EXERCISE BRIEF → Transcribe all of the material exactly, except for its pictures.

INPUT FOR THIS TASK →
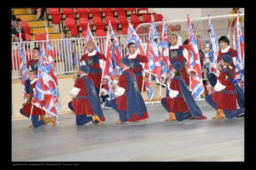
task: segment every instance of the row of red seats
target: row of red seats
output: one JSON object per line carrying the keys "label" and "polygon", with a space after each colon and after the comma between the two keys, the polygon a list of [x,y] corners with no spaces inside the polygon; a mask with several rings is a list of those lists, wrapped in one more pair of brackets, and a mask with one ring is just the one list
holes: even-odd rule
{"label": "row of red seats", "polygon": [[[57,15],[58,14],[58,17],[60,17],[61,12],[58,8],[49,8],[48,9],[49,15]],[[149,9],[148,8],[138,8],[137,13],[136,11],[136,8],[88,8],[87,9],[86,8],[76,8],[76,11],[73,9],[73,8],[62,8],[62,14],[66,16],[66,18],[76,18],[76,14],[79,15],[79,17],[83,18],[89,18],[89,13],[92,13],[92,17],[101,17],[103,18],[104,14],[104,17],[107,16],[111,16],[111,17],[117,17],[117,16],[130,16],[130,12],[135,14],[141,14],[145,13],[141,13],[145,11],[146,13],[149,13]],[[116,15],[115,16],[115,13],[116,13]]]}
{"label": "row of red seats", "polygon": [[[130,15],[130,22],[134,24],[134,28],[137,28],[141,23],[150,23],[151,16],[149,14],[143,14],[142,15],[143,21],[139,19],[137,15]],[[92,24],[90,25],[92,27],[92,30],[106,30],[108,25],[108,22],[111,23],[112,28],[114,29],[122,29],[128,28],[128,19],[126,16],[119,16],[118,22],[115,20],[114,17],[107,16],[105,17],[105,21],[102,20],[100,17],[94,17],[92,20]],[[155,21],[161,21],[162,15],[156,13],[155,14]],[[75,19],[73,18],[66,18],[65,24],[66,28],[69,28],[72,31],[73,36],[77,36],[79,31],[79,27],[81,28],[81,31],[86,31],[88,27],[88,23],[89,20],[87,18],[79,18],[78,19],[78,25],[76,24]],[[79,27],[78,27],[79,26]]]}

REPLY →
task: segment every instance of the row of red seats
target: row of red seats
output: one JSON object per line carrying the keys "label" and "polygon", with a space after each colon and after the comma between the two keys, the polygon a list of [x,y] corners with no spaces inside the polygon; a mask with several rings is a list of those lists, wrapped in one more pair of brackets, and a mask with one ring is just the one list
holes: even-odd rule
{"label": "row of red seats", "polygon": [[[57,15],[58,14],[58,17],[60,17],[61,12],[58,8],[49,8],[48,9],[49,15]],[[149,9],[148,8],[138,8],[137,13],[136,11],[136,8],[88,8],[87,9],[86,8],[76,8],[76,11],[73,9],[73,8],[62,8],[62,14],[66,16],[66,18],[76,18],[76,14],[79,15],[79,17],[83,18],[89,18],[89,13],[92,13],[92,17],[101,17],[103,18],[104,14],[104,17],[107,16],[111,16],[111,17],[117,17],[117,16],[130,16],[130,12],[135,14],[141,14],[145,13],[141,13],[145,11],[146,13],[149,13]],[[116,15],[115,16],[115,13],[116,13]]]}
{"label": "row of red seats", "polygon": [[[130,15],[130,22],[134,24],[134,28],[137,28],[141,23],[150,23],[151,16],[149,14],[143,14],[142,15],[143,21],[139,19],[137,15]],[[92,24],[90,25],[92,27],[92,30],[106,30],[108,25],[108,22],[111,23],[112,28],[114,29],[122,29],[128,28],[128,19],[126,16],[119,16],[118,22],[115,20],[114,17],[107,16],[105,17],[105,21],[102,20],[100,17],[94,17],[92,20]],[[155,21],[161,21],[162,15],[156,13],[155,14]],[[75,19],[73,18],[66,18],[65,24],[66,28],[69,28],[72,31],[73,36],[77,36],[79,31],[79,27],[81,28],[81,31],[86,31],[88,27],[88,23],[89,20],[87,18],[79,18],[78,19],[78,25],[76,24]],[[79,27],[78,27],[79,26]]]}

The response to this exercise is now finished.